REQUIREMENTS:
1/ Reproduce the Pacifica Papers court decision below, starting with "[5]                 MB Paper" and going on through "form Pacifica Papers Inc.".
2/ Translate this sentence from the Pacifica Papers court decision below into Spanish: "The term of the Contract was from October 24, 1997 to October 23, 2002."
3/ Continue the Pacifica Papers court decision below from the point where it stops.

Neutral Citation: 2002 FCT 676

Ottawa, Ontario, June 14, 2002

Present: The Honourable Mr. Justice Blais

BETWEEN:

                          PACIFICA PAPERS INC.

                                                                Plaintiff

                                   and

                      KINGCOME NAVIGATION COMPANY,

SEASPAN INTERNATIONAL LTD.,

AND THE OWNERS AND ALL OTHERS INTERESTED

IN THE SHIP "HAIDA MONARCH"

                                                               Defendants

                      REASONS FOR ORDER AND ORDER

[1]                 This is a motion for summary judgment filed by the plaintiff pursuant to Rules 213(1) and 216(1) of the Federal Court Rules, 1998, SOR/98-106.


FACTS

[2]                 MB Paper Limited, a subsidiary of MacMillan Bloedel Limited and a corporate predecessor of the plaintiff Pacifica Papers Inc., entered into a contract [hereinafter referred to as the "Contract"] with the defendants Kingcome Navigation Company [hereinafter referred to as KNC] and Seaspan International Ltd. dated October 23, 1997.

[3]                 Under the Contract, KNC agreed to carry logs for MB Paper Limited between designated points (Homer, Alaska and Powell River, British Columbia) within an area referred to as "log towing territory."

[4]                 The term of the Contract was from October 24, 1997 to October 23, 2002.

[5]                 MB Paper Limited subsequently changed its name to Pacifica Papers Inc. and amalgamated with two (2) other companies to form Pacifica Papers Inc.

[6]                 The defendant KNC owned the "Haida Monarch" as of the date of the Contract. The "Haida Monarch" was among the vessels referred to as "Carriers" in the said Contract.

PROVIDED MATERIAL:
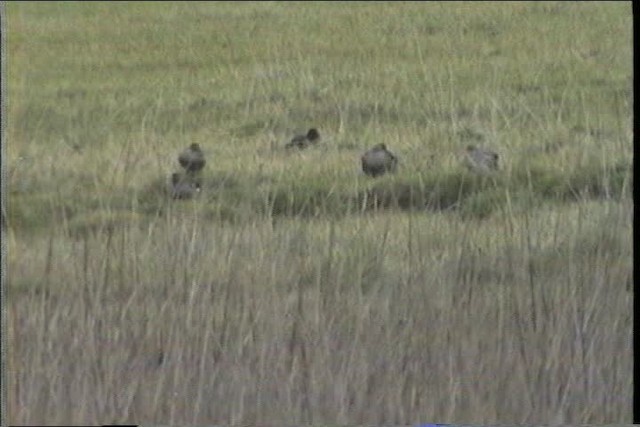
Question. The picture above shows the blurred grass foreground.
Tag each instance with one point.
(291, 287)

ANSWERS FOR THE TASKS:
1/
[5]                 MB Paper Limited subsequently changed its name to Pacifica Papers Inc. and amalgamated with two (2) other companies to form Pacifica Papers Inc.

2/ La vigencia del Contrato fue del 24 de octubre de 1997 al 23 de octubre de 2002.

3/
[7]                 On or about December 8, 1998, 500 bundles of Alaskan white spruce logs were loaded by KNC onto the "Haida Monarch" at Homer, Alaska for carriage to Powell River, British Columbia. This carriage was to take place under the terms of the Contract.

[8]                 On December 9, 1998, while the "Haida Monarch" was in the Gulf of Alaska en route to Powell River, British Columbia the ship listed suddenly to port and then rolled violently to starboard. All but approximately 15 bundles of the logs on board were lost overboard.

[9]                 The cargo of logs aboard the "Haida Monarch" was covered by Lloyd's Marine Cargo Policy No. MR9800187 [hereinafter referred to as the "Policy"] at the time they were lost from the vessel.

[10]            On December 2, 1999, Pacifica Papers Inc. commenced this action against the defendants and the ship "Haida Monarch" in respect of the loss of the logs, the repayment of freight paid to KNC and the reimbursement of survey expenses. This claim is not brought by Pacifica Papers Inc. per se, rather it is a subrogated claim brought in the name of Pacifica Papers Inc. by its Underwriters who issued the Policy.

[11]            A statement of defence was filed by the defendants on January 31, 2000 raising no insurance issues. The amended statement of defence was made by consent, and was served on January 24, 2002 and included insurance issues.

[12]            On February 18, 2002, the plaintiff applied for summary judgment with respect to the defences raised by the amendments of the amended statement of claim.

PLAINTIFF'S POSITION

[13]            The plaintiff submits that the defendants are not "Insureds" under the Policy and therefore that is an appropriate case for summary judgment in their favour.

DEFENDANT'S POSITION

[14]            The defendants contend that they are "Insureds" under the Policy and that if this is an appropriate case for summary judgment, it should be granted in their favour.

THE CONTRACT

[15]            Clauses 10, 10.1 and 10.2 of the Contract provide that each party will take out insurance on its own interests - KNC on the vessels involved in the transportation, Pacifica Papers Inc. on the cargo. Clause 10.3 of the Contract provides that each party shall obtain a policy that contains a waiver of subrogation in favour of the other.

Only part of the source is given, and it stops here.